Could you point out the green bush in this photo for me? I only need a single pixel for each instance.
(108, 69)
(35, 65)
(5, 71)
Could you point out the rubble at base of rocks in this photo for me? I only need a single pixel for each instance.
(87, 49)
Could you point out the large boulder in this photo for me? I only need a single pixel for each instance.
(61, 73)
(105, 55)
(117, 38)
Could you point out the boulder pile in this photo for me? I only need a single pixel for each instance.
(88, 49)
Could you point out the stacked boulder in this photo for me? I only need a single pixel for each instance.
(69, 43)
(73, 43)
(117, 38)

----

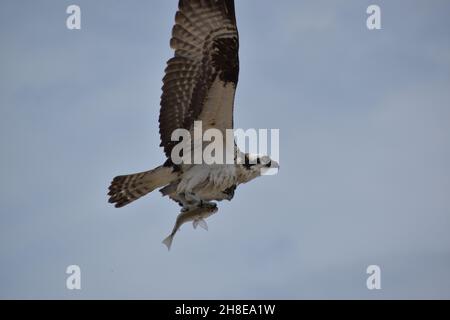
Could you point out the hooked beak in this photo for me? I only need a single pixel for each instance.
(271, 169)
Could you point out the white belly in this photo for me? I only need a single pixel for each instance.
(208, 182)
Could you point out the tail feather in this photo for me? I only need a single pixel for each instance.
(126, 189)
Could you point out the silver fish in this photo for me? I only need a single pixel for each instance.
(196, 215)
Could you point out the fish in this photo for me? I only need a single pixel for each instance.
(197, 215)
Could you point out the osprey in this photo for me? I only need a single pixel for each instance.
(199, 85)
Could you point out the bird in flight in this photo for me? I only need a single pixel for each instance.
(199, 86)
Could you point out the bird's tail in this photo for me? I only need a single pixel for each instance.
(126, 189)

----

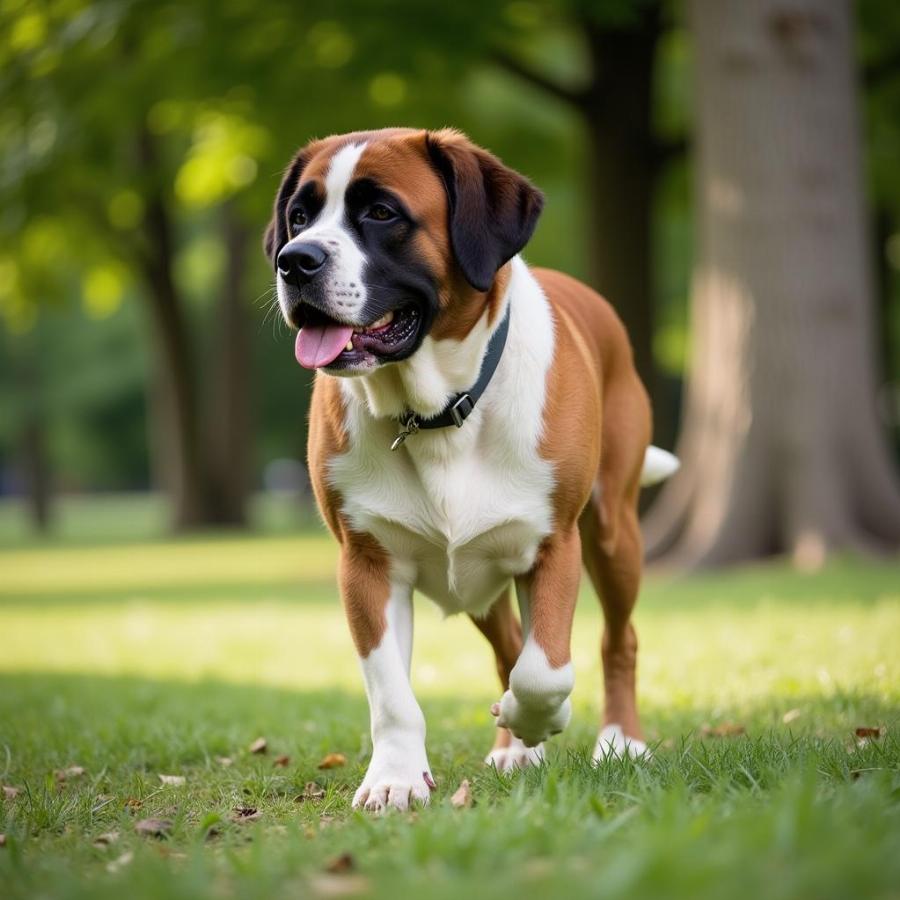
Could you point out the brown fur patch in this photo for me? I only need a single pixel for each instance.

----

Pull out each line in the records above that contains the word "fish", and copy those lines in full.

Could you point out the silver fish in this photo for me? I only need a single pixel for each instance.
Could you point out the fish in this photo for me? I only need a single pixel for each instance.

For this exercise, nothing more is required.